■ Written request: List every line of the items below that contains the word "dark", copying each one in full.

### Records to process ###

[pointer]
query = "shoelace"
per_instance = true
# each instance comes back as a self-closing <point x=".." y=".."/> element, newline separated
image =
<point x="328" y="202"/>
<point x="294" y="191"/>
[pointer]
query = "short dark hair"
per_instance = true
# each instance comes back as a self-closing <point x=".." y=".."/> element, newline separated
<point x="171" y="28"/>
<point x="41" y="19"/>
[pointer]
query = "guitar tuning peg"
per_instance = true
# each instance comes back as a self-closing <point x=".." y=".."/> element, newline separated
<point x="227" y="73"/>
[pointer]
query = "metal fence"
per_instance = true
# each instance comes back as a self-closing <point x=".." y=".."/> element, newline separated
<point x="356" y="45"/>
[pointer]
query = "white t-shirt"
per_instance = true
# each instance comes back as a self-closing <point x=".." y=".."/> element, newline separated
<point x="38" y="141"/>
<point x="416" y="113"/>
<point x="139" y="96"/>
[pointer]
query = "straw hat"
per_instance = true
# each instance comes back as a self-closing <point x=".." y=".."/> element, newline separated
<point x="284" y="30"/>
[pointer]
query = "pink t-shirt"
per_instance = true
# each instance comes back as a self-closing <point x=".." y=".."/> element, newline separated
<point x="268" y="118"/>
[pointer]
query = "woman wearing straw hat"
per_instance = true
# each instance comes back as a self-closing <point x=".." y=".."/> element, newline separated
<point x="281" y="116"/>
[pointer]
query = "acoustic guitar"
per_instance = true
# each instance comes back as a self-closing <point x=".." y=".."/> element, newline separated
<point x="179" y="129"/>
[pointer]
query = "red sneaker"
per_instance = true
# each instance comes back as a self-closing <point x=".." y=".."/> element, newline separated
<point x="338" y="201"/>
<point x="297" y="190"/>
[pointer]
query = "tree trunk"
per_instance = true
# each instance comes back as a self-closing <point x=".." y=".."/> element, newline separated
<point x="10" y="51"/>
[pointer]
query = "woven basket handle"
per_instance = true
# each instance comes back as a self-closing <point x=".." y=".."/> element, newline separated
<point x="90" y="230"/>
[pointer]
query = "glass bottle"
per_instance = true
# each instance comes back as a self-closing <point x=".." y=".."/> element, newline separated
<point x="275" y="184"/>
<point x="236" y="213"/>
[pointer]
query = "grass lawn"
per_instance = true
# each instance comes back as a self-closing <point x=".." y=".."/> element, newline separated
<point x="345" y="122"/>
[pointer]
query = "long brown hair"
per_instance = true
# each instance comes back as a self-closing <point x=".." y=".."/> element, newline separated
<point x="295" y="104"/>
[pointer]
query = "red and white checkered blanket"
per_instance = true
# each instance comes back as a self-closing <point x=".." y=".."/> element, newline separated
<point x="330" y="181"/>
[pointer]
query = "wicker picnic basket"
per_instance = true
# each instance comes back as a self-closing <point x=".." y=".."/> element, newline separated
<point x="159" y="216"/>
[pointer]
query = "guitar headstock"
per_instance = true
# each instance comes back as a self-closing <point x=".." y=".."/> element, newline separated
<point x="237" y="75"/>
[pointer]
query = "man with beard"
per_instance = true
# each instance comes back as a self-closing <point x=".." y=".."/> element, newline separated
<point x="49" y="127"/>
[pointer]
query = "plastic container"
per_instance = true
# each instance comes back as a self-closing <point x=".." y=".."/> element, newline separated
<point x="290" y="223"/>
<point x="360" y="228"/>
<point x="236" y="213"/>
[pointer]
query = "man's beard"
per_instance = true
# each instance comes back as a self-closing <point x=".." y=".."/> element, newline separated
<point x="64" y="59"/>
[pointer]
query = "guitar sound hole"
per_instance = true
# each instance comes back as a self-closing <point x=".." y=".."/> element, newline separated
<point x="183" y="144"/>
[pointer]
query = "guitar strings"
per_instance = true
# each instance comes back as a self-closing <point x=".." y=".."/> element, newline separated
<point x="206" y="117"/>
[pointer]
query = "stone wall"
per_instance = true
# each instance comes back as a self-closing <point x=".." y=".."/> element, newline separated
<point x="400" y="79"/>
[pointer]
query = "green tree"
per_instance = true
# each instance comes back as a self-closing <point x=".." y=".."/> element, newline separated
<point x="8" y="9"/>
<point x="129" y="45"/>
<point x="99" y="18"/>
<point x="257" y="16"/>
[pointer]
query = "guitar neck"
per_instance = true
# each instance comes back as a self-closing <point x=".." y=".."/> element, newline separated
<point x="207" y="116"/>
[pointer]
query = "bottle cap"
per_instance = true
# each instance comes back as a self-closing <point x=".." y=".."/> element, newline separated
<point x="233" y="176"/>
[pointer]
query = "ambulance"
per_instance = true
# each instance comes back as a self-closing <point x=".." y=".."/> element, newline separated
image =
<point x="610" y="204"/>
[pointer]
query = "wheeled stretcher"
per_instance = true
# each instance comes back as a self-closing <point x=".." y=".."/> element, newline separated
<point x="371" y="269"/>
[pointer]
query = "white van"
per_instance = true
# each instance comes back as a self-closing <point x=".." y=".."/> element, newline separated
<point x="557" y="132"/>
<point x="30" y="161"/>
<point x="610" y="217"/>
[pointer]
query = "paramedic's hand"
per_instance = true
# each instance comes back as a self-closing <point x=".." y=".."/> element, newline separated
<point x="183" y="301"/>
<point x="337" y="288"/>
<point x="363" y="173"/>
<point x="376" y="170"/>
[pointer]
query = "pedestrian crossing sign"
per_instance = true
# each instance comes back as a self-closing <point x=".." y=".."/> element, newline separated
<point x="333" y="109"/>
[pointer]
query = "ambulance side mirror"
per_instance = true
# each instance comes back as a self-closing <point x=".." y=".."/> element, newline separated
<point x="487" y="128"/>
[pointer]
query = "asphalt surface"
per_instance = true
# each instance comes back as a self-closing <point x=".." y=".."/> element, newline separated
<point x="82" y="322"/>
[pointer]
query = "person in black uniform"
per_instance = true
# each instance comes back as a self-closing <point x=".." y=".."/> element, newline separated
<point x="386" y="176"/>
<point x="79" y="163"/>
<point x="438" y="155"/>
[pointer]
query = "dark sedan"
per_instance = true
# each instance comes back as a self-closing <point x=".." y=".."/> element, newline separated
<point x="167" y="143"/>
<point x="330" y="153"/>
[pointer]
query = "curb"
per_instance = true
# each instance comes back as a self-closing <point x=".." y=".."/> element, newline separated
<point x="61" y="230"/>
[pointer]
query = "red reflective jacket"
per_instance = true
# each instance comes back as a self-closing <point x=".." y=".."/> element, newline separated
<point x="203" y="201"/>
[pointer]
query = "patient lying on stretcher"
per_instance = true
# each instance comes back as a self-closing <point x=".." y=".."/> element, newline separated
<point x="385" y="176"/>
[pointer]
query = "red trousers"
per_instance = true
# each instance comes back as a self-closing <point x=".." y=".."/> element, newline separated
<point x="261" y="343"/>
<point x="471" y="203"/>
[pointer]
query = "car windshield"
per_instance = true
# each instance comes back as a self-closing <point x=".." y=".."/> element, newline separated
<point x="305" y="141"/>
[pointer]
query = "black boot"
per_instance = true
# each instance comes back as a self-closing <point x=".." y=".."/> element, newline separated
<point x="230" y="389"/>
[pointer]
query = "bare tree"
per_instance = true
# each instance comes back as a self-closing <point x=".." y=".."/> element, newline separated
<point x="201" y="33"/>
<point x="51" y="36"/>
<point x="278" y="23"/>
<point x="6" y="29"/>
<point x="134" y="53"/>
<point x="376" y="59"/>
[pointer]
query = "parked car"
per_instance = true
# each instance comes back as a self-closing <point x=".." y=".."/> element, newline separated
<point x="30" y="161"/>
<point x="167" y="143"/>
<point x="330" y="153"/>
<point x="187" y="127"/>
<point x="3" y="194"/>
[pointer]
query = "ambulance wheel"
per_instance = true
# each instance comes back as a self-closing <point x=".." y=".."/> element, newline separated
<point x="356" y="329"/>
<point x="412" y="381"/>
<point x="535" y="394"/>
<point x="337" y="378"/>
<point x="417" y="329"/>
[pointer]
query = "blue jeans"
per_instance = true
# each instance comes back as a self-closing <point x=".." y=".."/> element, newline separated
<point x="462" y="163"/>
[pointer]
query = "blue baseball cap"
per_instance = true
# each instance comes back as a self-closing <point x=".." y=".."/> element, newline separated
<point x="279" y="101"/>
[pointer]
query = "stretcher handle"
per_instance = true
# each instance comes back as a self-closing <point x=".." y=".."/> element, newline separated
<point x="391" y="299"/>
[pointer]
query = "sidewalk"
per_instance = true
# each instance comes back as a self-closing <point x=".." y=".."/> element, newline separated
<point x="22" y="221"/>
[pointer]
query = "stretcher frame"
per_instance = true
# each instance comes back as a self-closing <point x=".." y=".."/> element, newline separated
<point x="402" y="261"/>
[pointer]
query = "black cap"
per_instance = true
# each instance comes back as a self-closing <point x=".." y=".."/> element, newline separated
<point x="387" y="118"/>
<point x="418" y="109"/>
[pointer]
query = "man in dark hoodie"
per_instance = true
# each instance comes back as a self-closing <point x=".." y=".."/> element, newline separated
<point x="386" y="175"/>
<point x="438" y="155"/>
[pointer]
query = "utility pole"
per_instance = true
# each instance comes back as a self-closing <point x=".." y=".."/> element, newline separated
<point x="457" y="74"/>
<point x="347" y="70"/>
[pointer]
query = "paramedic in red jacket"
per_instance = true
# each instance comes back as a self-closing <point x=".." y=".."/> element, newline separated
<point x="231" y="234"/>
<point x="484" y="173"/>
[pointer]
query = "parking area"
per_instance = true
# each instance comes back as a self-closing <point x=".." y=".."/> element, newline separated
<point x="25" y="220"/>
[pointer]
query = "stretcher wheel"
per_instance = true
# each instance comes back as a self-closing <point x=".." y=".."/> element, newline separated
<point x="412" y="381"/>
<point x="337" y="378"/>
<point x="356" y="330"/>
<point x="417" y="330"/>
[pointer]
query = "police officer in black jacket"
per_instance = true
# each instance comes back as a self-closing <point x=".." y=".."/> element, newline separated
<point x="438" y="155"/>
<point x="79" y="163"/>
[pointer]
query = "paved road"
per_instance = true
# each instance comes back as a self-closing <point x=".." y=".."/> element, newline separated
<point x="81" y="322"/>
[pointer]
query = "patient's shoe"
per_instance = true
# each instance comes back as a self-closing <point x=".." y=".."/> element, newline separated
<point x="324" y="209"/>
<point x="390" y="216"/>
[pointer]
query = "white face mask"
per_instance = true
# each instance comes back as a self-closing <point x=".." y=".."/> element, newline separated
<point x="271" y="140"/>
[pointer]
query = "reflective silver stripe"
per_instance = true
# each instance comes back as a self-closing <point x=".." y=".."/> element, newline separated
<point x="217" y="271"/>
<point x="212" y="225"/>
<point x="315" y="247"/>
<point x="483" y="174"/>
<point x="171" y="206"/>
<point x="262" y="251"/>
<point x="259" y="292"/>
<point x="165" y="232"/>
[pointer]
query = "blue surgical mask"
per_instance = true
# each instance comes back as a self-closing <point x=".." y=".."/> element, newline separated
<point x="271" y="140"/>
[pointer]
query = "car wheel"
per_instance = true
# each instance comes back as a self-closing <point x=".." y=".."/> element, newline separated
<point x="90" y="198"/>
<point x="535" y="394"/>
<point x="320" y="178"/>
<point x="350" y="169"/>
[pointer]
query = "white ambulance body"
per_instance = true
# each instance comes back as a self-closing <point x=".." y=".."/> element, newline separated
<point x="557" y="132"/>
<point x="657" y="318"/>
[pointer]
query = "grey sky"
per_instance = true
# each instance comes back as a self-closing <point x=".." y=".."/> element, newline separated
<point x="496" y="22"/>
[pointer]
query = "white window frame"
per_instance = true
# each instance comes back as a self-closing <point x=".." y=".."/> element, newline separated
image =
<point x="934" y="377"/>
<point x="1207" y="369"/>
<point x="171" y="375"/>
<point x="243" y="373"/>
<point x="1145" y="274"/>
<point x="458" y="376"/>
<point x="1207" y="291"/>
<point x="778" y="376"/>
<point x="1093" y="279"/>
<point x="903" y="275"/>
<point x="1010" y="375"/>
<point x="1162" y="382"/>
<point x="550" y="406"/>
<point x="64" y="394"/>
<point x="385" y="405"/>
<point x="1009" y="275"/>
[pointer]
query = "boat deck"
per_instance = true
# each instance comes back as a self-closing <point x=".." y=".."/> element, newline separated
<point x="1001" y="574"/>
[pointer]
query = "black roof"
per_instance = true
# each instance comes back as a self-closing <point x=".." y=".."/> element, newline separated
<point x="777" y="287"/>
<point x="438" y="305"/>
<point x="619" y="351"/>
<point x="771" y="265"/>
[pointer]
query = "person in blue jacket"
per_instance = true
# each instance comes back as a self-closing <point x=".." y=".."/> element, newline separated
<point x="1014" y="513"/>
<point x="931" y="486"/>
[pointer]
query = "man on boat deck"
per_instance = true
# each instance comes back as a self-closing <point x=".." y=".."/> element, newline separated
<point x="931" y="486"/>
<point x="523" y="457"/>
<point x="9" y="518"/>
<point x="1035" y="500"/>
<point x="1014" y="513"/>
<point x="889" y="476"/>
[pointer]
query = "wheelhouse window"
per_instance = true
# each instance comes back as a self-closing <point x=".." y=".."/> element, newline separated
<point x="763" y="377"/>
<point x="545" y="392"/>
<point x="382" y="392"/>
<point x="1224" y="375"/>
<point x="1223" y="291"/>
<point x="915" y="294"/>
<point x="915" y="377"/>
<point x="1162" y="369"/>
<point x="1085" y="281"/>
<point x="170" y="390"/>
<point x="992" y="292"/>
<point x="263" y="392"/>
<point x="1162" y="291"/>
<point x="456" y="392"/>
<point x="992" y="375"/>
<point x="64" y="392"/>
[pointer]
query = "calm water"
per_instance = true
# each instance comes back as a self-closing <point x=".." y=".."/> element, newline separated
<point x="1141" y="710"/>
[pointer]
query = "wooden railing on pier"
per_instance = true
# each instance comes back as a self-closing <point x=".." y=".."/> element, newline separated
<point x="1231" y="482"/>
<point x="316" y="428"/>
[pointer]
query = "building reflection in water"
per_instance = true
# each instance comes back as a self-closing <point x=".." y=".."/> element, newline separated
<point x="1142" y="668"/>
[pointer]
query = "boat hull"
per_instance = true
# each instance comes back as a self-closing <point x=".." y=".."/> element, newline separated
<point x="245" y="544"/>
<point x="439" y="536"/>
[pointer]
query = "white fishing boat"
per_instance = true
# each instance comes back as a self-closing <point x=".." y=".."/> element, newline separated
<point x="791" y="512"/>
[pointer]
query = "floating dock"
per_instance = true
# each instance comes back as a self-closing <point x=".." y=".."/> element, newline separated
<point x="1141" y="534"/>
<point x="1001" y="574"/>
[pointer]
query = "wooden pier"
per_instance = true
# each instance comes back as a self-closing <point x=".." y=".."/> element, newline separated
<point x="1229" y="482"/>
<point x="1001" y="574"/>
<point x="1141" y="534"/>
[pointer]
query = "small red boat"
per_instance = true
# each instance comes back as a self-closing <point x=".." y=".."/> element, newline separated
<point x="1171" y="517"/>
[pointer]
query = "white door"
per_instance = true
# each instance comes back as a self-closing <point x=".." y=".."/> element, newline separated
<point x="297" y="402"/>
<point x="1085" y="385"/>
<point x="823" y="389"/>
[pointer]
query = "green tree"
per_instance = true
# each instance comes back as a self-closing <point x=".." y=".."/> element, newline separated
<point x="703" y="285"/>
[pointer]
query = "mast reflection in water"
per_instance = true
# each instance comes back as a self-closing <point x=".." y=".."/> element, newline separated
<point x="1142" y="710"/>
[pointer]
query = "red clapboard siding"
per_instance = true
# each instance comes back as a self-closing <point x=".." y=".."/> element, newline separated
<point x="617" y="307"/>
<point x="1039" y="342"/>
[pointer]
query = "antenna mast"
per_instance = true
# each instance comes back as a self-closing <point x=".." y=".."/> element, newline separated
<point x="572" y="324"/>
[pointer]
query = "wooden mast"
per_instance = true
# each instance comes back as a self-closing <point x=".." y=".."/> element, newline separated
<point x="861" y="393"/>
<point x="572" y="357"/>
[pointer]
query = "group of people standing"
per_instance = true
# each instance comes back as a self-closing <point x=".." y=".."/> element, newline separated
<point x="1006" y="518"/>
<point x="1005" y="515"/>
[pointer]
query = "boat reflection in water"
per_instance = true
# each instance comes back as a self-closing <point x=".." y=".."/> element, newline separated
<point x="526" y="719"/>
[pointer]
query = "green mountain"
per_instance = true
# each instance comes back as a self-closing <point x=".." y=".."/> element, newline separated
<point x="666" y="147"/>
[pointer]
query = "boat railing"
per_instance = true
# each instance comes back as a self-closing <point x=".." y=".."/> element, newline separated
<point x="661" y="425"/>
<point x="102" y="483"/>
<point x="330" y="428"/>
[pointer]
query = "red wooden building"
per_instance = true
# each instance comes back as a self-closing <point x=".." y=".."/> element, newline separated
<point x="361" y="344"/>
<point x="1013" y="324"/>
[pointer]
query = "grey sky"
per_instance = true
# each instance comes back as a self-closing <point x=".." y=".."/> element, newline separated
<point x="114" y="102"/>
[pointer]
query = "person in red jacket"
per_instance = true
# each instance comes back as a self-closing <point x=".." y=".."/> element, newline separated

###

■ Output:
query = "short dark hair"
query = "dark sedan"
query = "man in dark hoodie"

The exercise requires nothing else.